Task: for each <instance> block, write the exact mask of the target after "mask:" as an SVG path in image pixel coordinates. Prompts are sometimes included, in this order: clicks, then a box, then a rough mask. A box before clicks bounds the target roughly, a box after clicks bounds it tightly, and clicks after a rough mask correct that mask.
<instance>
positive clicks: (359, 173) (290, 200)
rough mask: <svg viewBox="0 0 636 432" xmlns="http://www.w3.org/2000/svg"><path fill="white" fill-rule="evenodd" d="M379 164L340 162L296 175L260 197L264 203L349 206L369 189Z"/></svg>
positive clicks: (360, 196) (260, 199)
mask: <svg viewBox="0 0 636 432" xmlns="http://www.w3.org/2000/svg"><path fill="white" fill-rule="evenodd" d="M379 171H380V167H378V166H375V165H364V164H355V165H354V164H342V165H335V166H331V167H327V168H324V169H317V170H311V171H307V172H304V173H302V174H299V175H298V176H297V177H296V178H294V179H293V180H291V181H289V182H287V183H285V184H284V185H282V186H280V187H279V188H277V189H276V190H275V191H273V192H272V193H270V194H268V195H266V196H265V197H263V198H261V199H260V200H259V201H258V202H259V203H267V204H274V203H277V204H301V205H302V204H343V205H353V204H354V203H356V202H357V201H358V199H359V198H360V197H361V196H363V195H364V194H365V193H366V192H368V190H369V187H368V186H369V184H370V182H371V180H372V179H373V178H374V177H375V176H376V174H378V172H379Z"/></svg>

***

### [Work request]
Show every line in the entries where the string "instance" occurs.

### [Result of the task]
Task: for each <instance> block, write the exact mask of the target after "mask:" as an SVG path in image pixel coordinates. Prompts are sometimes included, in this order: clicks, then a box, then a rough mask. A box before clicks bounds the target roughly, a box after clicks bounds it tightly, and clicks after a rough mask correct that mask.
<instance>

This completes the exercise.